**Task directions:** Find the line containing "TARGET: the diver's leg" in the entries; transcribe it and all remaining lines through the end, exactly as they appear, but not the pictures.

— Start Data shown —

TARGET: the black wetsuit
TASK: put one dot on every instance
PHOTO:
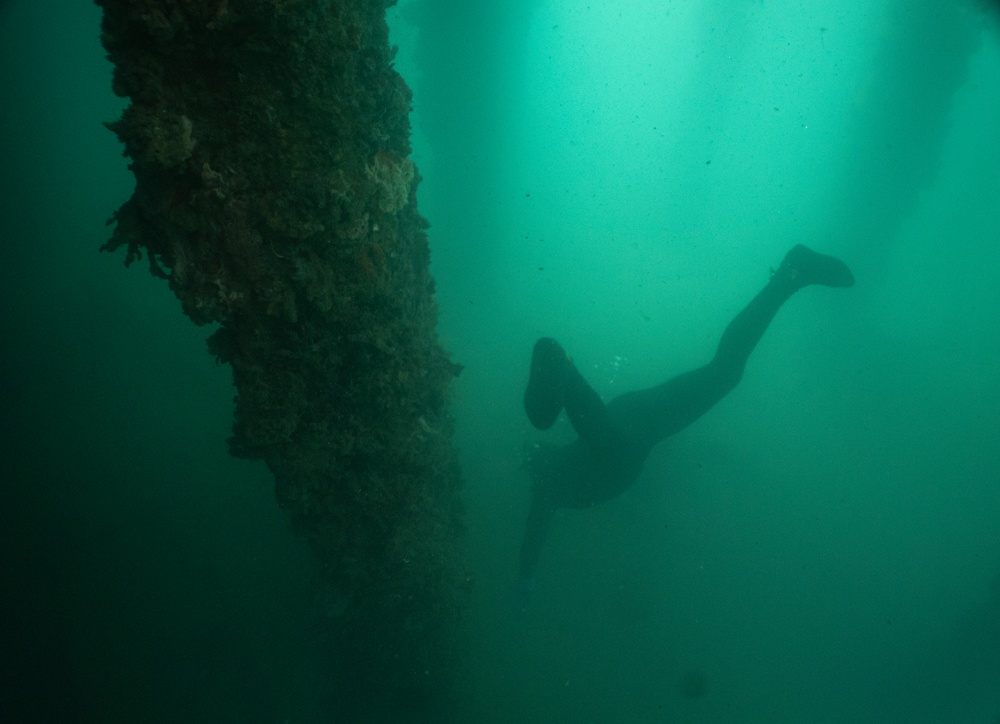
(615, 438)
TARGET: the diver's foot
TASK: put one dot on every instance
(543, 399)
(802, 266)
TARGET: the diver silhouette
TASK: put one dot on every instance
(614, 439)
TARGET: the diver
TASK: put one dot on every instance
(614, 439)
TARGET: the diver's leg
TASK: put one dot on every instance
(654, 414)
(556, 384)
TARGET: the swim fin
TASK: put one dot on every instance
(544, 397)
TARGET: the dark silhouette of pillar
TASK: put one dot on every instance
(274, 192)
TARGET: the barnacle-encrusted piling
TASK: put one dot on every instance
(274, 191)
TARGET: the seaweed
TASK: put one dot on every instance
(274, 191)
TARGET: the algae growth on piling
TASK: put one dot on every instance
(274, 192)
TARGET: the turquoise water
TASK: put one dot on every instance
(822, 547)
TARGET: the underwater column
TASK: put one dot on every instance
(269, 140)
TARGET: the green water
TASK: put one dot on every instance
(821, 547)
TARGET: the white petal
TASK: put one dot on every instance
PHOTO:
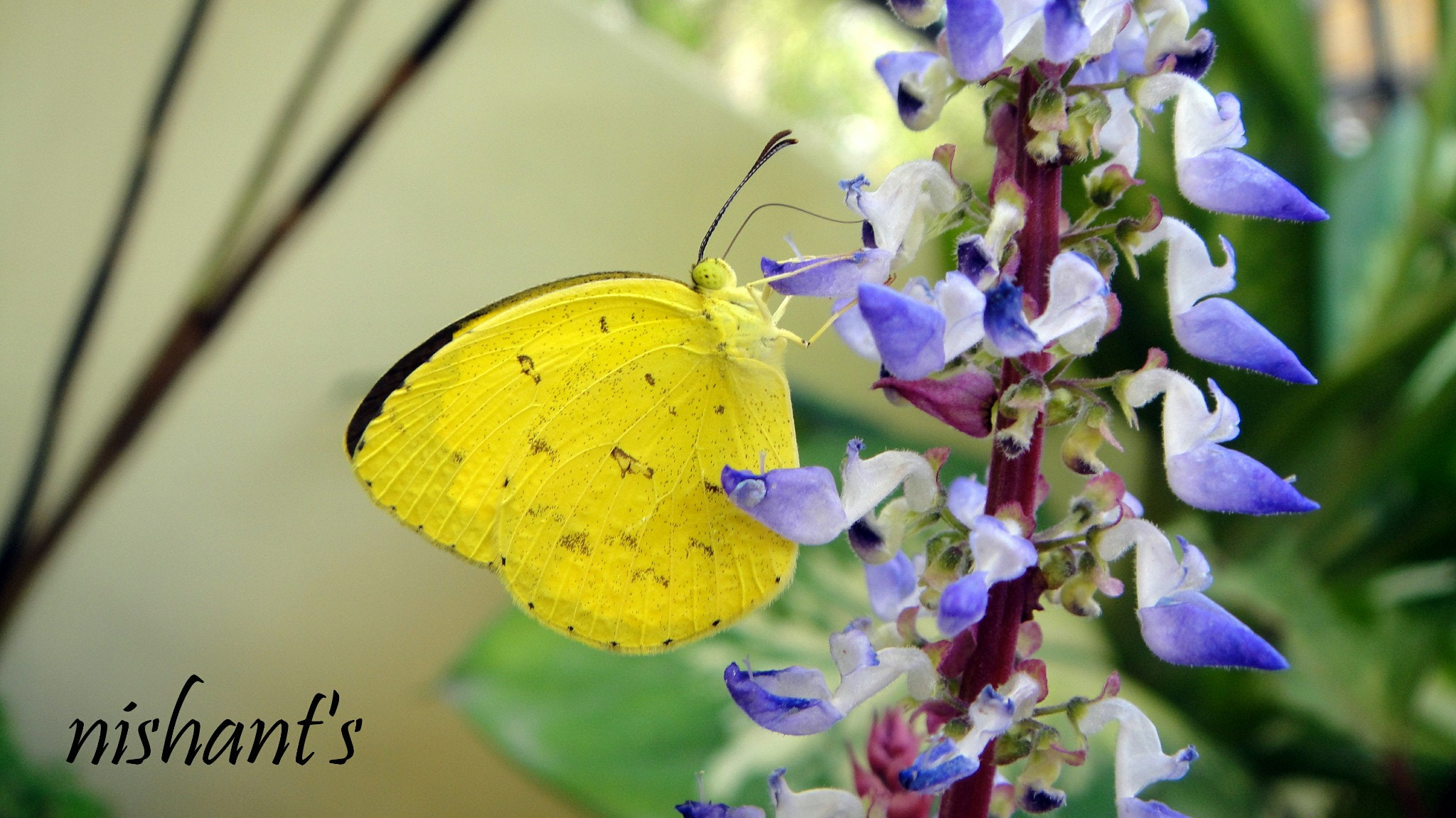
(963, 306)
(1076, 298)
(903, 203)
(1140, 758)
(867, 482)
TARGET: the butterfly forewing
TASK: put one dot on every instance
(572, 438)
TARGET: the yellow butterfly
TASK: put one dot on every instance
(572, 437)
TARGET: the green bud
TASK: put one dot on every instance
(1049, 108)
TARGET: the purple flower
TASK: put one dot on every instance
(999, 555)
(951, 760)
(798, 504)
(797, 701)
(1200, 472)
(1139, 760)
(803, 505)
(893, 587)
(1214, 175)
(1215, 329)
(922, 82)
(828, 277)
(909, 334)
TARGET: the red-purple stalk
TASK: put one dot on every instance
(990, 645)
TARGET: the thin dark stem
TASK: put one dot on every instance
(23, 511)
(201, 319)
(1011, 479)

— End Data shown —

**Right answer:**
TARGET: the diver's leg
TASK: put one dot on every instance
(654, 414)
(556, 384)
TARGET: the swim fin
TASK: put one dot on every instance
(544, 397)
TARGET: the dark silhouette of pillar
TASK: put one dot on every instance
(274, 192)
TARGET: the barnacle-encrusted piling
TASK: put one dot on every instance
(274, 191)
TARGET: the seaweed
TASK: put one dot on every instance
(274, 191)
TARGET: the algae growth on piling
TASK: put one dot on every instance
(274, 192)
TARGET: the turquoise water
TASK: put one dot on every instance
(822, 547)
TARGET: the underwater column
TASK: put one dot on every instance
(269, 140)
TARGET: the green water
TASK: put one dot on every instance
(821, 547)
TARGET: the white petal
TASK: put one dot on every instance
PHOTO:
(963, 306)
(1076, 298)
(903, 203)
(1140, 758)
(867, 482)
TARGET: the butterfly forewing
TASK: put one dot on every instance
(572, 438)
TARGET: the yellow butterfly
TASK: put one dot on every instance
(572, 437)
TARGET: the green bud
TASK: put one dot on every instance
(1049, 108)
TARGET: the purple flower
TASK: put one dot on every instance
(999, 555)
(951, 760)
(798, 504)
(797, 701)
(1200, 472)
(1139, 760)
(803, 505)
(893, 587)
(1214, 175)
(1215, 329)
(922, 82)
(828, 277)
(909, 334)
TARGET: the red-purple stalk
TASK: put one dot on every instance
(990, 645)
TARGET: the thin dark stem
TASK: put one dot on every instance
(23, 511)
(201, 319)
(1011, 479)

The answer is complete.